> Article
Beyond the intensity, the sense of always being watched was stress inducing. The director, various staff members, the language teachers and even the secretaries were continually observing us and almost impossible to elude. On top of this crew, we had two shrinks (psychologists) and a super-shrink (psychiatrist) involved in everything we did. Unlike college, our “grade” (being judged qualified to go in-country) didn’t depend on a final exam or a term paper but on a consensus decision by the training staff. We found ourselves second-guessing how our ordinary behavior would be perceived by the omnipresent watchers. There was no way to let one’s hair down because the shrinks and other staff members would always be around - checking.
An attractive woman in the training group and I began to eat together and sit together at lectures. Each of us was pleased to have the other’s moral support and an empathetic partner to deconstruct the day’s happenings. However, a little more than halfway through the summer, I began to sense some unspoken concern on the part of the staff about us being a couple. To avoid the perception that we might have become too dependent on each other, I decided to spend more of the group’s communal time and what little personal free time I had trying to develop my relations with a wider circle of fellow trainees. My erstwhile companion was somewhat less paranoid than I and quite annoyed with me about the lessening of our earlier close rapport. We both were selected for assignment to Iran, but I’ll never really know whether the deliberate cooling of our sociable relationship played any significant part in giving the watchers confidence in our emotional independence and readiness for a two-year cross-cultural plunge.
Several in the group were not intimidated by the scrutiny. Six or seven devil-may-care trainees used to wolf down their food and dash out to the sidewalk just in front of the cafeteria’s picture window. There they exuberantly engaged in the “oldest established, permanent, floating, hopscotch game” in Austin until it was time for the daily culture studies lecture. The childhood game was both an outlet for pent-up energy and a rebellious statement to the watchers: “Shrink this!”
Although the Peace Corps seems to have a comfortable respectability today, certain powerful politicians were suspicious of the concept in the early days. Senator Barry Goldwater and some other conservatives were worried that naive American youth would be swayed by Communists or other political radicals whom they might encounter in third-world countries. The skeptics projected that we would be defenseless in such confrontations because of our general ignorance of American values, institutions and history. In return for his influential support for the Peace Corps legislation, Goldwater insisted on a clause requiring 10% of the training time to be devoted to American Studies, World Affairs, and Communism (ASWAC). The trainees, however, rearranged the words in the title of the mandated 80-hour program of lectures and discussions and pronounced the revised acronym “whack-ass.”
One morning at breakfast, the director asked anyone with a political science, economics or American history major to report to a seminar room in the student center after the second hour of language class. Eager to escape the endless grind of Farsi lessons, twelve of us arrived and were introduced to Jim Wright, an influential Democratic congressman from Fort Worth and the House Majority Whip. Our group spent the rest of the day with him talking politics except for the hour right after lunch, when we rejoined the other trainees to hear Congressman Wright deliver the daily “whack-ass” lecture. Wright had specifically asked the training program officials to have this extended session with the prospective Peace Corps Volunteers, so it seemed that even more-liberal politicians were also trying to get a handle on the value of the Peace Corps program.

> A run of lines
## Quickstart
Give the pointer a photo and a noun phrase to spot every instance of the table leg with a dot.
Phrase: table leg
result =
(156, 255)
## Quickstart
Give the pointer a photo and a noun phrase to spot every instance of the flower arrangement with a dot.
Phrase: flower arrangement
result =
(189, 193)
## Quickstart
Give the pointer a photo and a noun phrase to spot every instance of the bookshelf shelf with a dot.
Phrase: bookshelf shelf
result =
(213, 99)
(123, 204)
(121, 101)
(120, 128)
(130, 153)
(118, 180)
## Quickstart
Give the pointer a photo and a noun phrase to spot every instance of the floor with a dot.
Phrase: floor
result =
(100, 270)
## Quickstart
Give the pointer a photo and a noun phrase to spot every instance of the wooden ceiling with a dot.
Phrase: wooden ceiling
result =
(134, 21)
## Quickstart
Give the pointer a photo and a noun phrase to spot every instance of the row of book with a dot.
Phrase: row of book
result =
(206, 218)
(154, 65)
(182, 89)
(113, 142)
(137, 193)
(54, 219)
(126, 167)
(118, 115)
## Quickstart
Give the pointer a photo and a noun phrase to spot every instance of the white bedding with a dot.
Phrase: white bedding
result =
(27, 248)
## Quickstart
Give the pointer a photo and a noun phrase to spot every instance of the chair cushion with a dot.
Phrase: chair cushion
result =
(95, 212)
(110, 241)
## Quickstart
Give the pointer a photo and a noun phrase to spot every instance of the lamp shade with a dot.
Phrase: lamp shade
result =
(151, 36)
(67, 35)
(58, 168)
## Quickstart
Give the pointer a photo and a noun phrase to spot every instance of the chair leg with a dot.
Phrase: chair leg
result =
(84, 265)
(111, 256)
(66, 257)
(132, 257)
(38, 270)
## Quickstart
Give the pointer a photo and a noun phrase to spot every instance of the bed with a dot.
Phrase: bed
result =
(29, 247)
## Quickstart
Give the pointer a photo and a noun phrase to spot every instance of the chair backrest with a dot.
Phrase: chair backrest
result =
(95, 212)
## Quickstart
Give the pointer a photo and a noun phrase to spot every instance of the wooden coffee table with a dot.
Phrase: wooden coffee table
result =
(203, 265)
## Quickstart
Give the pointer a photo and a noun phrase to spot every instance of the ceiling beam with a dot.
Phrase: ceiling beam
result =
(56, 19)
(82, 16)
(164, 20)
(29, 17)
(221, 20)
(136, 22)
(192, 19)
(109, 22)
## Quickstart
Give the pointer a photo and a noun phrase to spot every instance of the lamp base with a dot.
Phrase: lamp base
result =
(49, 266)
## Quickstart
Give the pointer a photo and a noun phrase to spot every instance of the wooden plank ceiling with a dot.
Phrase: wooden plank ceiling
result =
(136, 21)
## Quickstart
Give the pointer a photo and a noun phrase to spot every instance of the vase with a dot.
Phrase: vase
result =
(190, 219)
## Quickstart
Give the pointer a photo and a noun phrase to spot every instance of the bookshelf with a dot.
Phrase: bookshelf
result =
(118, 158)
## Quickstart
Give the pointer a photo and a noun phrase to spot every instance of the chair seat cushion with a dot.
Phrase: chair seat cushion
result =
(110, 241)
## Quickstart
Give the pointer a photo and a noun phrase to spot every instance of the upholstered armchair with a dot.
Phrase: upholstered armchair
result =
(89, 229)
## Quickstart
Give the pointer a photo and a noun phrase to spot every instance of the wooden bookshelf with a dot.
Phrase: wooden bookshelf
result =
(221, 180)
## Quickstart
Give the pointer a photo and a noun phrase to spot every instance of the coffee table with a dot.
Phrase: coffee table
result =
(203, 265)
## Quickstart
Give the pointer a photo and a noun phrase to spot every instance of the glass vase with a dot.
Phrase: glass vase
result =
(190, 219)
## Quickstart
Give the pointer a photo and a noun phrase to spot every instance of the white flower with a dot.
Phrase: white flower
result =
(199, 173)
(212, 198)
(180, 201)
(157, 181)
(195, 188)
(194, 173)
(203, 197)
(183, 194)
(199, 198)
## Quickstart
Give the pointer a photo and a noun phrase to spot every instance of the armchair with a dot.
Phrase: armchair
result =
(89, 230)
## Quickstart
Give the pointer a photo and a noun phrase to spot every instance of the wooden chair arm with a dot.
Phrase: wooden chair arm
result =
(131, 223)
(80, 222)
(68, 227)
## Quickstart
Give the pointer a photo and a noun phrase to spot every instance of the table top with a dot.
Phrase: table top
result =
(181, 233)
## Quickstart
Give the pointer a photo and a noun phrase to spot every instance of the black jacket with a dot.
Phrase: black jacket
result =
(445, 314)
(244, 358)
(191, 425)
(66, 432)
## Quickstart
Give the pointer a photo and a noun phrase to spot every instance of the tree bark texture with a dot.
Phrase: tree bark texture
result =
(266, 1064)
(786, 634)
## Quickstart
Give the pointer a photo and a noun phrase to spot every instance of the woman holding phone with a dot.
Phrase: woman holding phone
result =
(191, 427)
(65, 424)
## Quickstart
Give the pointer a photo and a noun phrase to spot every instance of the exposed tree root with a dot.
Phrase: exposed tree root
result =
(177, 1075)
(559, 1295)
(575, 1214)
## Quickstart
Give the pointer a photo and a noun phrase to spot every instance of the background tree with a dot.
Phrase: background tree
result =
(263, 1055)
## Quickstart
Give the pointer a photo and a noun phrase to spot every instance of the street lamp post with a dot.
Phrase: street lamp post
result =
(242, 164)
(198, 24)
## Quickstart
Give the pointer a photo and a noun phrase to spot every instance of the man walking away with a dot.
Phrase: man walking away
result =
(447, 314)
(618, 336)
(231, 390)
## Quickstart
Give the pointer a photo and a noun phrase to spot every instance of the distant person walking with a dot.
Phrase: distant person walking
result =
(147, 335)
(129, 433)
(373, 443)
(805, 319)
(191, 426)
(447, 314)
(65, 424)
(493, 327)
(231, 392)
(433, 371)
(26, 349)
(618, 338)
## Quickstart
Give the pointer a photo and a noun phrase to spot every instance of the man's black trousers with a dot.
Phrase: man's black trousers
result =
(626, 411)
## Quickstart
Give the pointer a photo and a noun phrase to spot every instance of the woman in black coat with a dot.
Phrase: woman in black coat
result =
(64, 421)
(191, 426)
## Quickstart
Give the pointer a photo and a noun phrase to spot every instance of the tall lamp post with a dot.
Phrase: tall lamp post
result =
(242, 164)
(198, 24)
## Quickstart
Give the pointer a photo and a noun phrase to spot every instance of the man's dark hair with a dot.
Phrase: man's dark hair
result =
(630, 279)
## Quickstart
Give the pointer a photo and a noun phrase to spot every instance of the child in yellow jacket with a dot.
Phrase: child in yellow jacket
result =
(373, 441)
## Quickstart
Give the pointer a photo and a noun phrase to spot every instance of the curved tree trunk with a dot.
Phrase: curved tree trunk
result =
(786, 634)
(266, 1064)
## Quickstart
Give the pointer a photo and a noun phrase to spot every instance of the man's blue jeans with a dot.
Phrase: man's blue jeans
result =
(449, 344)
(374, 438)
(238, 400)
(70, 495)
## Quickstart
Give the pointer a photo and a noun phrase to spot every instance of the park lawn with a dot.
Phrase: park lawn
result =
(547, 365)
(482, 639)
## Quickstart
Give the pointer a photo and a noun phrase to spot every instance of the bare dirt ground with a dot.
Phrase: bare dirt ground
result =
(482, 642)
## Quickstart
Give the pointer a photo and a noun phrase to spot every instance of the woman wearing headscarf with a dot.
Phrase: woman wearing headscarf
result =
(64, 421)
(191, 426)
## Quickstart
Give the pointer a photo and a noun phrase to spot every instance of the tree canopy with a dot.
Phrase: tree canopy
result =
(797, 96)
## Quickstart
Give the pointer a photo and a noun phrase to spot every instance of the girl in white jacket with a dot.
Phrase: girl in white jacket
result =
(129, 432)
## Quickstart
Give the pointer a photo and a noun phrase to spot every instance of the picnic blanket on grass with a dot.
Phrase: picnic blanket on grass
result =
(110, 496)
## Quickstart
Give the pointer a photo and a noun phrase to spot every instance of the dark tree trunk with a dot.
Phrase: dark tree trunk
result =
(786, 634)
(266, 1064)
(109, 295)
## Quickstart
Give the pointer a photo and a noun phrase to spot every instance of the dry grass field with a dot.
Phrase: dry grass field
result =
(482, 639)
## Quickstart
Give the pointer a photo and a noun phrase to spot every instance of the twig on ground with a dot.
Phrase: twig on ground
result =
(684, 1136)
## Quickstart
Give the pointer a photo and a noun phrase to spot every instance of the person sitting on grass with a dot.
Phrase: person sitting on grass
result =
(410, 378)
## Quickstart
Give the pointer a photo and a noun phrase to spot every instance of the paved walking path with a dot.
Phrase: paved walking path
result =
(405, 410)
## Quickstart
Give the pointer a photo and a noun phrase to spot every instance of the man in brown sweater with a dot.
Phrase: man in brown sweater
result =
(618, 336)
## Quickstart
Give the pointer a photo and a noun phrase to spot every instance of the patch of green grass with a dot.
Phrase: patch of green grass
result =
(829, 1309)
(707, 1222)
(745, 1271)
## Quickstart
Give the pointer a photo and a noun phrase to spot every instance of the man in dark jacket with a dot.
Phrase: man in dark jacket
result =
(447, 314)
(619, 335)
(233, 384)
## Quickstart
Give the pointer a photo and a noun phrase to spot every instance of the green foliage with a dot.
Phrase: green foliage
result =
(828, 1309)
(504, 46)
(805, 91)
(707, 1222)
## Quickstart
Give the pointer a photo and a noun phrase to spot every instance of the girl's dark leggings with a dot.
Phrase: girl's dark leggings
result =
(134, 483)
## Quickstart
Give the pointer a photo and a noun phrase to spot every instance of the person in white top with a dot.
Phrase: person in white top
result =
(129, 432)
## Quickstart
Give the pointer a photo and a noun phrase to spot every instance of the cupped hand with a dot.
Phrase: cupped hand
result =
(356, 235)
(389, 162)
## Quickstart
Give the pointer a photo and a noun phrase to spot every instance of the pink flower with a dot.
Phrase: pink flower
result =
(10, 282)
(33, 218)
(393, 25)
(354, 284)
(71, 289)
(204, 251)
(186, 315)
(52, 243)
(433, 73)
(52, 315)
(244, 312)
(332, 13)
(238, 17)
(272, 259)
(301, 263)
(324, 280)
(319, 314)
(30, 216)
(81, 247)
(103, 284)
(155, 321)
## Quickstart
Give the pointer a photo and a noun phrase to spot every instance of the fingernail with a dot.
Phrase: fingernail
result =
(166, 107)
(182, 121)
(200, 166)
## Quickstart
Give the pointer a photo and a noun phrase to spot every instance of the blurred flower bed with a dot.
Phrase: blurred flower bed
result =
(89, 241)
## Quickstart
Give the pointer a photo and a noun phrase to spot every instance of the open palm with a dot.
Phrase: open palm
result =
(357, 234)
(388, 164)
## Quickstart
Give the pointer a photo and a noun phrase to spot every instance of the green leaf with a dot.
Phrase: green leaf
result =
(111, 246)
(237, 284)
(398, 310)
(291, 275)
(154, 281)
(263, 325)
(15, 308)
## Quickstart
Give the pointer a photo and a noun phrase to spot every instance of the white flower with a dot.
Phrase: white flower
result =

> Set exercise 1
From the Peace Corps training account, list everyone it names as observing the trainees.
> Set exercise 2
According to the Peace Corps training account, what did Senator Barry Goldwater insist on in return for supporting the Peace Corps legislation?

> Written solution 1
The director, various staff members, the language teachers, the secretaries, two psychologists, and a psychiatrist.

> Written solution 2
A clause requiring 10% of the training time to be devoted to American Studies, World Affairs, and Communism.